━━ SELECTED PASSAGE ━━
Republican presidential candidate Vivek Ramaswamy sparred with CNN anchor Dana Bash in an interview Sunday where she peppered him with questions about his comparison of remarks made by Rep. Ayanna Pressley (D-Mass.) to that of “modern grand wizards of the modern KKK.”
Ramaswamy stood by his remarks, which he made at a campaign event Friday, of Pressley, who is Black. He maintained that his assessment of her comments should spark an “open and honest” discussion and blamed what he called the “modern left” for racism that he has encountered in the U.S.
“What I said is the grand wizards of the KKK would be proud of what they would hear her say because there’s nothing more racist than saying that your skin color predicts something about the content of your viewpoints or your ideas,” Ramaswamy said.
“You didn’t just say they would be proud,” Bash pushed back. “You said these are the words of the modern grand wizards of the modern KKK.”
“You’re right about that, Dana,” Ramaswamy fired back. “I think it is the same spirit to say that I can look at you and based on just your skin color that I know something about the content of your character, that I know something about the content of the viewpoints you’re allowed to express.
“For Ayanna Pressley to tell me that because of my skin color, I can’t express my views. That is wrong. It is divisive. It is driving hate in this country,” he said.
Bash contested that notion.
“That is a debate that is based on nonviolent discussion — that you just said you’re using rhetoric, which she said she’s using rhetoric. That’s one thing, and another thing is to say that she represents and she is a modern version of a KKK which, as you know, was dedicated to the subjugation and violence against Black people. How on earth is she a modern grand wizard of that kind of organization?” Bash asked the 2024 GOP presidential candidate.
━━━
━━ EXTRACTED DATA ━━
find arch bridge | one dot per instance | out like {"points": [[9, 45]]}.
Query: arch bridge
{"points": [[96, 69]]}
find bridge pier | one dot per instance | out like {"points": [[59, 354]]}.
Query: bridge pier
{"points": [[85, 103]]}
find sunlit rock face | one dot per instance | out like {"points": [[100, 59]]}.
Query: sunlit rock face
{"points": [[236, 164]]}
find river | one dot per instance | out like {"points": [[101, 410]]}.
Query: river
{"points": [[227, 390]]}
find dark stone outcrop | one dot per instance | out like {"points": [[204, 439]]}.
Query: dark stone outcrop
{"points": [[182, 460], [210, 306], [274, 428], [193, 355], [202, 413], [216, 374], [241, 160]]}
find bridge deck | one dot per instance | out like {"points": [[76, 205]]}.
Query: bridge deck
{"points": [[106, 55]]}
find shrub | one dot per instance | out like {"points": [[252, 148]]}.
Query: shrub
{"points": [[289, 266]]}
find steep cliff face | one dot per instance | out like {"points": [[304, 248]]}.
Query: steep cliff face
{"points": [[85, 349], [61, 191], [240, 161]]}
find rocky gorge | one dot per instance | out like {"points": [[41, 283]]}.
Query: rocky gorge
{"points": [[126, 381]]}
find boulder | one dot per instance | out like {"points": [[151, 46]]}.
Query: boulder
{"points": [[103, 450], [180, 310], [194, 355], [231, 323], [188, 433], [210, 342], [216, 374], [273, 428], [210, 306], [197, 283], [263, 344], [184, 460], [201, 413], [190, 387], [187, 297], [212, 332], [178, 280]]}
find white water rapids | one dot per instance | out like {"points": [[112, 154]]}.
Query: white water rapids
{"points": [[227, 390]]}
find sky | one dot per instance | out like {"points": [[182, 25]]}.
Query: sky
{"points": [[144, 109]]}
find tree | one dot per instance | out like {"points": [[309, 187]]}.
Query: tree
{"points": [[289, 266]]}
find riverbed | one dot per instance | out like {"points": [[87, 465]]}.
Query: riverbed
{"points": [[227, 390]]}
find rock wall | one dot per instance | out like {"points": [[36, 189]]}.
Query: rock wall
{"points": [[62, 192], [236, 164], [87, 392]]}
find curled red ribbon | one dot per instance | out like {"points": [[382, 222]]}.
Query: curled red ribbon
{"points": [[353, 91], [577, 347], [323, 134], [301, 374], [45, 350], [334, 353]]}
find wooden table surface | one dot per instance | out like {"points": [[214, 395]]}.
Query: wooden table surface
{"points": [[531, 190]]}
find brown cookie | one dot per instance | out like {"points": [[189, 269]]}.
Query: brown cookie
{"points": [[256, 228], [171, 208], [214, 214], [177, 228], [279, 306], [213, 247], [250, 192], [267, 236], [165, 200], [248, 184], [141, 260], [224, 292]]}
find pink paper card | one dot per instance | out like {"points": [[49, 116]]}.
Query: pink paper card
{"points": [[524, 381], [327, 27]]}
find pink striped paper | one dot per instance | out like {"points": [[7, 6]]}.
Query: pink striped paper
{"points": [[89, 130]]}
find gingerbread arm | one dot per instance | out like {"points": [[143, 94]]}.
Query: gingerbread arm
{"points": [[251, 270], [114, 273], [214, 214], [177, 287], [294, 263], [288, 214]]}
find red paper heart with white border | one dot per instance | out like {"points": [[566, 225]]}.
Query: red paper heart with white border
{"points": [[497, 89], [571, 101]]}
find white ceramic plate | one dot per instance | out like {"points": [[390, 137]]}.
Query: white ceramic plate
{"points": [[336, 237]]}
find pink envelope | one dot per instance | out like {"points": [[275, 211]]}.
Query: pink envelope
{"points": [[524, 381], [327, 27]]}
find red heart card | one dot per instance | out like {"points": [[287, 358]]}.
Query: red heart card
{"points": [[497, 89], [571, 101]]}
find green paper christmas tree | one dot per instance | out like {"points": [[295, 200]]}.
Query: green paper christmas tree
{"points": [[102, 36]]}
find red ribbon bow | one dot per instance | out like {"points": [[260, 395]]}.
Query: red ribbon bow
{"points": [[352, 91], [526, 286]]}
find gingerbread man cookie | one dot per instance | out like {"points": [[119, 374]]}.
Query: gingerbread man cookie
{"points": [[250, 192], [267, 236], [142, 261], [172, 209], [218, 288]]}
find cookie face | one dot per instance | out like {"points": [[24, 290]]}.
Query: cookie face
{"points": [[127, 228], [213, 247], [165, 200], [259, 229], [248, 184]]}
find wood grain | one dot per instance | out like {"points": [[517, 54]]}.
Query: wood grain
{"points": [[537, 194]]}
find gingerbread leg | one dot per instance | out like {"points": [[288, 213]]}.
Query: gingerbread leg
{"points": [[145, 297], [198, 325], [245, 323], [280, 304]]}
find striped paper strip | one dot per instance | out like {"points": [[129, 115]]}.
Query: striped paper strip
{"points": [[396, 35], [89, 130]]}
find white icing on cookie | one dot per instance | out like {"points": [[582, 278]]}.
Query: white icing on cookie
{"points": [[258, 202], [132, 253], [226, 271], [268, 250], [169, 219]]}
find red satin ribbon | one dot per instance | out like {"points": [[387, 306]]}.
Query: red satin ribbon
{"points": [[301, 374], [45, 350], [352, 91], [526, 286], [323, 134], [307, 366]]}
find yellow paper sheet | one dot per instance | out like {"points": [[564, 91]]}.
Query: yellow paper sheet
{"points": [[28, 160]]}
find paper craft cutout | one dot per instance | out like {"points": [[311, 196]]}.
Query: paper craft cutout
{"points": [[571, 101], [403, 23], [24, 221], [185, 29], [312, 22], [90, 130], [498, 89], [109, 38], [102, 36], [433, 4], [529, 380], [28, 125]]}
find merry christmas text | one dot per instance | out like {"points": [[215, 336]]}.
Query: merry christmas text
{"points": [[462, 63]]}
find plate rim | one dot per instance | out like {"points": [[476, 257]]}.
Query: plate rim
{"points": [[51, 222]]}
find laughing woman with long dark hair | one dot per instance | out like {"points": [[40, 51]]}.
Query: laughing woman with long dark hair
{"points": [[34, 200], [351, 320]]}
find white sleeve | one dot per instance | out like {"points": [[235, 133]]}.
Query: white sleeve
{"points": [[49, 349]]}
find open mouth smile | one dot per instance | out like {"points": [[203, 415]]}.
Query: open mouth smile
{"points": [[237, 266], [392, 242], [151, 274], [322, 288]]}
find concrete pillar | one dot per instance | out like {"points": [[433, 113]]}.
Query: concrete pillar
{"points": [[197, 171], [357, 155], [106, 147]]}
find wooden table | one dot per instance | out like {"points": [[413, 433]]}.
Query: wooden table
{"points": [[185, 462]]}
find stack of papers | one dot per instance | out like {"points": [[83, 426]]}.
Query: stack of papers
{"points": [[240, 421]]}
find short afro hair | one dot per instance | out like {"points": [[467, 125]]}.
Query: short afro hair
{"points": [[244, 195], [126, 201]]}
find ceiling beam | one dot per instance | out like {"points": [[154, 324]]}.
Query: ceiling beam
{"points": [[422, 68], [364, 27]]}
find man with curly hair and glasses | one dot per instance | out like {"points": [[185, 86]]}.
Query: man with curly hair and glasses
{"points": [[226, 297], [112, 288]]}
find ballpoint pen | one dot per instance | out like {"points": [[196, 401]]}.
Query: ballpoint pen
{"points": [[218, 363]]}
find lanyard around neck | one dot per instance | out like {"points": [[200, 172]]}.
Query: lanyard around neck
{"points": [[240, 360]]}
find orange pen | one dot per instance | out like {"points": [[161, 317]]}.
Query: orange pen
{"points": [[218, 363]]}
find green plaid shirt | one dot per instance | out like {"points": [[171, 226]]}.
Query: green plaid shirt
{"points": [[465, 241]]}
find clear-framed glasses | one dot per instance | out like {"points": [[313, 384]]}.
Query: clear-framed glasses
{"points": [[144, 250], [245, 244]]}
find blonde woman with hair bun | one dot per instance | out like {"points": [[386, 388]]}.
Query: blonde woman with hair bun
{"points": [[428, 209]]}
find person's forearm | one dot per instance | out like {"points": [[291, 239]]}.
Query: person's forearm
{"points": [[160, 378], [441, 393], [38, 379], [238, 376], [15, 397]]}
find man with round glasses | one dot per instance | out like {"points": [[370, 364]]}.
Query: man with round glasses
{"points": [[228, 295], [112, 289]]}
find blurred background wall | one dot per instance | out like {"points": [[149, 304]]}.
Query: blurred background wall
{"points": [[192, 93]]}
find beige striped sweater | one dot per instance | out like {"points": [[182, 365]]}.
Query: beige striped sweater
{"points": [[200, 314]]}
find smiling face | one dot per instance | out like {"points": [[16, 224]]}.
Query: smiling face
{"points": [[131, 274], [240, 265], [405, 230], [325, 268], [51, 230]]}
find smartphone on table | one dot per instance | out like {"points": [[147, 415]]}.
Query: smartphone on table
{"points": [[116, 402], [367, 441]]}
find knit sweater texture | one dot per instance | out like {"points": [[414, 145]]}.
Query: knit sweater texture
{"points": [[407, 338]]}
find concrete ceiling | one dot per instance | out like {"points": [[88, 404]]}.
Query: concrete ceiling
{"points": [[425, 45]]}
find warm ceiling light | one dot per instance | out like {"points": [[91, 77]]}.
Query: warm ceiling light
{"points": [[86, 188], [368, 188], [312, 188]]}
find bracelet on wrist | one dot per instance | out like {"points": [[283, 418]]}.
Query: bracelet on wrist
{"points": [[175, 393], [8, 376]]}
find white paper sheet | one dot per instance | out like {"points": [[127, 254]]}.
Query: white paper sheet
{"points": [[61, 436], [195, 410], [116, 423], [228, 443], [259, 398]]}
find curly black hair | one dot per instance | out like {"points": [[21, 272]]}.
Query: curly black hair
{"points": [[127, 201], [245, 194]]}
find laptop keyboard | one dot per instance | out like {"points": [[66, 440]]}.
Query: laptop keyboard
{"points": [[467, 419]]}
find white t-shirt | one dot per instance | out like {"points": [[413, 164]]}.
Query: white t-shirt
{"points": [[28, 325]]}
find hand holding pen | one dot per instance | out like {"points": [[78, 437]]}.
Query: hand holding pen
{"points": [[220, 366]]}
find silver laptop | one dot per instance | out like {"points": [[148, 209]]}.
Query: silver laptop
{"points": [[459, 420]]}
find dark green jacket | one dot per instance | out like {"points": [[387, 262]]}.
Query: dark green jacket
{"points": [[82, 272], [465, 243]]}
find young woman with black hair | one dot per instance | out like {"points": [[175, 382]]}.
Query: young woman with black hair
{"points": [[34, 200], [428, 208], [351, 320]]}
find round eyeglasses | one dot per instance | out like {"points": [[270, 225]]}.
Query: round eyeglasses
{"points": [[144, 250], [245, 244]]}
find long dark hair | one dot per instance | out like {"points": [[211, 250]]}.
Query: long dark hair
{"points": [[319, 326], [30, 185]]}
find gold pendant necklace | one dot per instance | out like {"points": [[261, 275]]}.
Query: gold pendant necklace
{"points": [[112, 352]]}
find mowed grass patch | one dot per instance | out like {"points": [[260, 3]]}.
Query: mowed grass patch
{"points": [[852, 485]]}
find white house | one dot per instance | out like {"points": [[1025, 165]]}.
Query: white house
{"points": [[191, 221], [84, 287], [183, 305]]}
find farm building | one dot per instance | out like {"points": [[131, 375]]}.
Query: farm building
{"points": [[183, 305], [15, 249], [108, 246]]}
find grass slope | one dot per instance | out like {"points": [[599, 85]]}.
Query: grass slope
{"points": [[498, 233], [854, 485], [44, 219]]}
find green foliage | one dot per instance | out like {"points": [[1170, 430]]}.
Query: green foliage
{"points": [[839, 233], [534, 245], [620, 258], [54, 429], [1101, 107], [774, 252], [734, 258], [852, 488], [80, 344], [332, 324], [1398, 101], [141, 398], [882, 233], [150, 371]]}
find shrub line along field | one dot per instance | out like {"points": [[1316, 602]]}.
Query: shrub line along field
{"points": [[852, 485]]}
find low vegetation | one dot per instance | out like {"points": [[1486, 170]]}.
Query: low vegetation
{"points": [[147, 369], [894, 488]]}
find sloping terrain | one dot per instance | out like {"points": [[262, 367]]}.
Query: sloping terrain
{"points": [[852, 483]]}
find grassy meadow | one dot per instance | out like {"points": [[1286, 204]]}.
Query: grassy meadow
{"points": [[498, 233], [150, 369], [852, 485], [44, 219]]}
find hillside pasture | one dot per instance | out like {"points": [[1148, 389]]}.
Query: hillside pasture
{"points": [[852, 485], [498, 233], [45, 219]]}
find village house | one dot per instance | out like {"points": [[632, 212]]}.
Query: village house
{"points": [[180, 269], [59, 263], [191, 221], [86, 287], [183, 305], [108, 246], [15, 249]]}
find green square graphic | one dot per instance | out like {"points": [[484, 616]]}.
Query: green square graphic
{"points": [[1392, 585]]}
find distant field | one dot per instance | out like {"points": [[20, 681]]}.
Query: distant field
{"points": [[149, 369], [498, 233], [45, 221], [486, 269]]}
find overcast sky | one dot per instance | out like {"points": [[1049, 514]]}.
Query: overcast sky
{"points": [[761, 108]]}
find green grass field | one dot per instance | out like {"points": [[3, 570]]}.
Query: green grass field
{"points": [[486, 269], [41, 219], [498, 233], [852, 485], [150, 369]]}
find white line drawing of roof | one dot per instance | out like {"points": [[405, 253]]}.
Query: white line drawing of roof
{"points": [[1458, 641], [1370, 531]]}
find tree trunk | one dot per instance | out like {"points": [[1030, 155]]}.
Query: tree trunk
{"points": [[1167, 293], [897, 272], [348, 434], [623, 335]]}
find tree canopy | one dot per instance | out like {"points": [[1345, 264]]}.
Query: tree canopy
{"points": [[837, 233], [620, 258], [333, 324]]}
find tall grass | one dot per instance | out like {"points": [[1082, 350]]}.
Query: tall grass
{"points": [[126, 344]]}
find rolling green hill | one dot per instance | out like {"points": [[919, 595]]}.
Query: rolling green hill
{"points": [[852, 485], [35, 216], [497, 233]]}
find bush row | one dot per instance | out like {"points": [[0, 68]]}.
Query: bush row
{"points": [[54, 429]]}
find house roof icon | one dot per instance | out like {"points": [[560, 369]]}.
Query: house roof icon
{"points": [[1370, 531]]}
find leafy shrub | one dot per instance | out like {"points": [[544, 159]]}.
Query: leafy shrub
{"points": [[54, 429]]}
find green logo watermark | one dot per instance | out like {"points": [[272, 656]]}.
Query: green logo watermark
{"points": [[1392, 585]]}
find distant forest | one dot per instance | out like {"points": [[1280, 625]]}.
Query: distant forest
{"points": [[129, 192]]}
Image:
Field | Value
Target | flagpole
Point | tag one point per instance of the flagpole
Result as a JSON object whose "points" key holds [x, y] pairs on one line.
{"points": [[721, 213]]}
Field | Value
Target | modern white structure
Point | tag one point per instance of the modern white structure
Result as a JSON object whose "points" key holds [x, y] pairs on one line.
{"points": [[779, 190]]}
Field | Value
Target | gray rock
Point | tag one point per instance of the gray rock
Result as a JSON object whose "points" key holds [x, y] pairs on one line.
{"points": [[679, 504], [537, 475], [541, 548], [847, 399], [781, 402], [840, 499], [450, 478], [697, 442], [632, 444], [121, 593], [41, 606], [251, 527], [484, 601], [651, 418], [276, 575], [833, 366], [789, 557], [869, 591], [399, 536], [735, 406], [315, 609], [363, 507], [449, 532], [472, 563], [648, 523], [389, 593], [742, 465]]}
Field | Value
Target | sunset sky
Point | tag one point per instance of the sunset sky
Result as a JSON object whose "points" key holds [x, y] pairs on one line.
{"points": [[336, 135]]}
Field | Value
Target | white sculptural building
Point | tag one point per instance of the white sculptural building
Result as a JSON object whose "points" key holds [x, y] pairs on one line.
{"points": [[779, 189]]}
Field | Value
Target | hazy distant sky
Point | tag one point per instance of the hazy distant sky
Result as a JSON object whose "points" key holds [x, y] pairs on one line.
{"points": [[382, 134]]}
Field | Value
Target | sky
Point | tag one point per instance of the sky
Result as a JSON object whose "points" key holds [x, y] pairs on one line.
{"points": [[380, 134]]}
━━━
● **SET OF TASKS**
[a] In the article about Ramaswamy's CNN interview, reproduce the passage that begins with "Bash contested that" and stops after "GOP presidential candidate.".
[b] According to the article about Ramaswamy's CNN interview, what reason does Ramaswamy give for saying the grand wizards of the KKK would be proud of what they would hear Pressley say?

● **EXPECTED OUTPUTS**
[a]
Bash contested that notion.
“That is a debate that is based on nonviolent discussion — that you just said you’re using rhetoric, which she said she’s using rhetoric. That’s one thing, and another thing is to say that she represents and she is a modern version of a KKK which, as you know, was dedicated to the subjugation and violence against Black people. How on earth is she a modern grand wizard of that kind of organization?” Bash asked the 2024 GOP presidential candidate.

[b] He says there is nothing more racist than saying that your skin color predicts something about the content of your viewpoints or your ideas.